# Interview with bodybuilder: Paul Scarborough (Pscarb)



## Muscle-munch (Dec 19, 2010)

Hi all,

Pscarb kindly allowed me to interview him this week, enjoy!

http://muscle-munch.com/interview-with-bodybuilder-paul-scarborough-pscarb.html

Thanks


----------



## big silver back (Jan 17, 2009)

He looks amazing in that shot of him in a vest in the gym, well done good stuff


----------



## Kate1976 (Jul 19, 2008)

Looking awesome Paul.....nice article


----------



## Josh1436114527 (Apr 3, 2007)

Good article man


----------



## JM (Oct 28, 2010)

Great interview Muscle-munch


----------



## aesthetics4ever (Aug 6, 2010)

Great interview. Thanks for sharing. Looking amazing Pscarb.


----------



## ashers (May 8, 2010)

Very refreshing interview Paul.


----------



## Fatstuff (Mar 2, 2010)

Like it, not filled with the usual bullsh1t - good truthful interview well done pscarb


----------



## nogger (Mar 4, 2010)

Looking great in the vest mate...nice interview,short but sweet. :thumbup1:


----------



## hamsternuts (Feb 8, 2009)

agreed, you look fvcking huge in that vest!


----------



## spence1436114745 (Dec 21, 2010)

your looking awesome paul! and great interview


----------



## aka (Jun 25, 2010)

excellent


----------



## Uriel (Oct 14, 2008)

well - he does cook his chicken in coconut oils for the fats it seems lol


----------



## Guest (Feb 9, 2011)

x


----------



## Paulieb (Jan 1, 2008)

Nice Interview, any more planned MM ?


----------



## suliktribal (Apr 4, 2010)

He's looking good.


----------



## Muscle-munch (Dec 19, 2010)

Paulieb said:


> Nice Interview, any more planned MM ?


I've got a few in the work's, two really big names with their pro cards but thats all I'm saying for now


----------



## Paulieb (Jan 1, 2008)

Muscle-munch said:


> I've got a few in the work's, two really big names with their pro cards but thats all I'm saying for now


I will forward to reading them, nice one


----------



## Little_Jay (Feb 6, 2006)

excellent intreview, and lookin quality shape aswell! fair play


----------



## RACK (Aug 20, 2007)

He looks even bigger in person. I feel like Karen Carpenter next to him


----------



## Little_Jay (Feb 6, 2006)

RACK said:


> He looks even bigger in person. I feel like Karen Carpenter next to him


hahaha got a funny mental image now


----------



## RACK (Aug 20, 2007)

hahaha. I meet Paul every few weeks to see how my progress is goin. Now I'm 16st+ at the min at 5ft 9in, I don't class myself as "big" in any way but I'm defo not skinny (see attached pic). Standing next to Paul makes me look about 10st.


----------



## hamsternuts (Feb 8, 2009)

Muscle-munch said:


> I've got a few in the work's, two really big names with their pro cards but thats all I'm saying for now


just fvcking tell us.


----------



## Dazzaemm2k7 (Aug 10, 2010)

|---|

* **Written instruction A**
Reproduce the forum thread word for word from "# Interview with" up to and including "this week, enjoy!".
* **Written instruction B**
Transcribe the records exactly, from their first line up to and including the line that contains "[(176, 94), (178, 98)]", and nothing beyond it.

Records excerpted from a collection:

|---|

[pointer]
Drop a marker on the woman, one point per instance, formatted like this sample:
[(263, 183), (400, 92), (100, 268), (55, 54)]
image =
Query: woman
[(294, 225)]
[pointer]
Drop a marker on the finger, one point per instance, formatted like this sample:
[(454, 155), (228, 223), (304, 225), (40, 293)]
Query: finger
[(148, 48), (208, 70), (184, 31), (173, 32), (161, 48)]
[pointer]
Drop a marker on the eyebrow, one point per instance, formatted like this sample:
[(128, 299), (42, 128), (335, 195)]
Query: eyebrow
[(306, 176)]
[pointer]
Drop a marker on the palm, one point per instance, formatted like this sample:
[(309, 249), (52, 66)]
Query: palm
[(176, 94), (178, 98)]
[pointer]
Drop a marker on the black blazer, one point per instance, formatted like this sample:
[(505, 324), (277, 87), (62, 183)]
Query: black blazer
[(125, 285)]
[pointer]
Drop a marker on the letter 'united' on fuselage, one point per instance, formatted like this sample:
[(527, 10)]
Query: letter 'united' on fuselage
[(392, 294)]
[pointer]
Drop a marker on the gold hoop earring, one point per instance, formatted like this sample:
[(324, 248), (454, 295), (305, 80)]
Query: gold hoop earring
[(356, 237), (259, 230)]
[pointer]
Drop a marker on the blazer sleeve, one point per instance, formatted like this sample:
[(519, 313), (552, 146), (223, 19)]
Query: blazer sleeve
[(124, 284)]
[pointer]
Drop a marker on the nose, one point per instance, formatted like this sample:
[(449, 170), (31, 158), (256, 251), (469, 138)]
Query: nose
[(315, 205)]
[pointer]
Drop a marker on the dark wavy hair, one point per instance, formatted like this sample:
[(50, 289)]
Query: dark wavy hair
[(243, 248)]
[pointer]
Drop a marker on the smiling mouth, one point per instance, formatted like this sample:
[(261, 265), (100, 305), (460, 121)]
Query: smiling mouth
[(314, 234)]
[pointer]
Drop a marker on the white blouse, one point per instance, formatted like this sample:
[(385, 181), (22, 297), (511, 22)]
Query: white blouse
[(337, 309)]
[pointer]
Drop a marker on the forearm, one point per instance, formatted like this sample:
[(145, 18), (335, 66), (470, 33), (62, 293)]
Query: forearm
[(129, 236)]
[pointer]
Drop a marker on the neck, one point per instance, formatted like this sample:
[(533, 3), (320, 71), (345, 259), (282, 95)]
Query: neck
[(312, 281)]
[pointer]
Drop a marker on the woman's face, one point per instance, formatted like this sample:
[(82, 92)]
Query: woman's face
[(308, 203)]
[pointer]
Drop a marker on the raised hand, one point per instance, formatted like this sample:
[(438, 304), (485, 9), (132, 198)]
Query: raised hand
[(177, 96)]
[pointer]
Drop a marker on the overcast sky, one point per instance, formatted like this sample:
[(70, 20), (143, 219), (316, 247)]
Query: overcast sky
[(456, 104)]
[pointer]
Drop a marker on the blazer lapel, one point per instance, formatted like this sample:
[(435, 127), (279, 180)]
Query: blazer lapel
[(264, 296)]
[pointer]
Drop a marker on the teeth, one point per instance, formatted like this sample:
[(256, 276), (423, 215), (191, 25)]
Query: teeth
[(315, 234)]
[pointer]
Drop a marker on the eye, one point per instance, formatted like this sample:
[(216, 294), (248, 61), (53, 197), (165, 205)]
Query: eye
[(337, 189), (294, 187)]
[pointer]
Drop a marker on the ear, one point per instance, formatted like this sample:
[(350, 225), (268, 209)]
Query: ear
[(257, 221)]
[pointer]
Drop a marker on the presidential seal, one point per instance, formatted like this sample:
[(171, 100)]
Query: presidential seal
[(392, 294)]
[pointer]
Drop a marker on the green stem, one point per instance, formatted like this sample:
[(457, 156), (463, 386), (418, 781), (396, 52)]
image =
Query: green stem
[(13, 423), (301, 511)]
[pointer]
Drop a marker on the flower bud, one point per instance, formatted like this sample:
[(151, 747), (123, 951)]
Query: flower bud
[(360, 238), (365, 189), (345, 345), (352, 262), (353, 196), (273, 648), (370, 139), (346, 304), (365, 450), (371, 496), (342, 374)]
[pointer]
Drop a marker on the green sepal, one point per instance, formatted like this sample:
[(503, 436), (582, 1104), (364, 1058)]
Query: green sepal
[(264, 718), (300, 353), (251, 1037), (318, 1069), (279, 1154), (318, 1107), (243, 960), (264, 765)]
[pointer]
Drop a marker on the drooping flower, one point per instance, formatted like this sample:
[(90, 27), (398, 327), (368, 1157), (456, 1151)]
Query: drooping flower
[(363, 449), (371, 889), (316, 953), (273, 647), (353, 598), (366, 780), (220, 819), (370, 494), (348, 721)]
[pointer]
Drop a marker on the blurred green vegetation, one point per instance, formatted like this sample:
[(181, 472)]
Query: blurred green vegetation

|---|

* **Final answer A**
# Interview with bodybuilder: Paul Scarborough (Pscarb)



## Muscle-munch (Dec 19, 2010)

Hi all,

Pscarb kindly allowed me to interview him this week, enjoy!

* **Final answer B**
[pointer]
Drop a marker on the woman, one point per instance, formatted like this sample:
[(263, 183), (400, 92), (100, 268), (55, 54)]
image =
Query: woman
[(294, 225)]
[pointer]
Drop a marker on the finger, one point per instance, formatted like this sample:
[(454, 155), (228, 223), (304, 225), (40, 293)]
Query: finger
[(148, 48), (208, 70), (184, 31), (173, 32), (161, 48)]
[pointer]
Drop a marker on the eyebrow, one point per instance, formatted like this sample:
[(128, 299), (42, 128), (335, 195)]
Query: eyebrow
[(306, 176)]
[pointer]
Drop a marker on the palm, one point per instance, formatted like this sample:
[(309, 249), (52, 66)]
Query: palm
[(176, 94), (178, 98)]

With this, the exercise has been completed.